▶ **WHAT YOU WILL DO**:
Produce a verbatim transcript of the entries below, excluding pictures.

[Collected data entries]
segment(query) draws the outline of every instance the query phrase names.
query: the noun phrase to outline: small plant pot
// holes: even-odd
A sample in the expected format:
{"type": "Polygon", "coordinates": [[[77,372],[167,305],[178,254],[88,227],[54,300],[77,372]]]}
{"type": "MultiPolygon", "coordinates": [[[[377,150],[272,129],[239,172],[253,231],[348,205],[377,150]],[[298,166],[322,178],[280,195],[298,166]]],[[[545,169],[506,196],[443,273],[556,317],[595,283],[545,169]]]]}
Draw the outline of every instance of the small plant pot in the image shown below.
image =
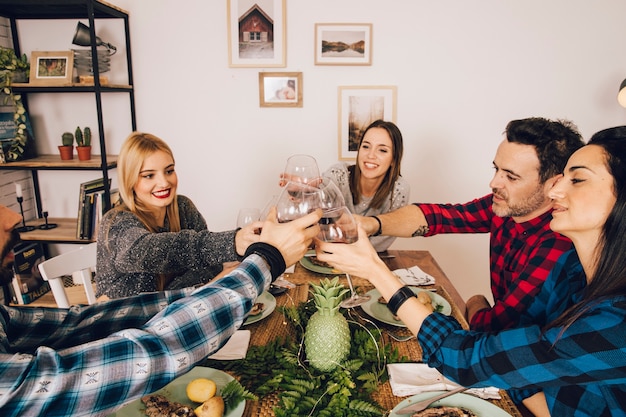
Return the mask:
{"type": "Polygon", "coordinates": [[[64,161],[74,159],[74,147],[71,145],[59,146],[59,153],[61,154],[61,159],[64,161]]]}
{"type": "Polygon", "coordinates": [[[91,146],[77,146],[78,159],[80,161],[89,161],[91,159],[91,146]]]}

▶ **REPLY**:
segment(query) draws the outline of every instance the query phrase names.
query: the noun phrase to outline: small plant pot
// holes: even-odd
A sample in the expected format:
{"type": "Polygon", "coordinates": [[[77,372],[167,305],[178,254],[88,227],[54,300],[77,372]]]}
{"type": "MultiPolygon", "coordinates": [[[[377,150],[272,129],[239,172],[253,231],[348,205],[377,150]],[[298,166],[322,178],[280,195],[298,166]]],[[[545,169],[506,196],[443,273],[556,317],[595,283],[545,169]]]]}
Draw the outline of every instance of the small plant pot in the image shown below.
image =
Return the mask:
{"type": "Polygon", "coordinates": [[[64,161],[74,159],[74,147],[71,145],[59,146],[59,153],[61,154],[61,159],[64,161]]]}
{"type": "Polygon", "coordinates": [[[91,146],[77,146],[78,159],[80,161],[89,161],[91,159],[91,146]]]}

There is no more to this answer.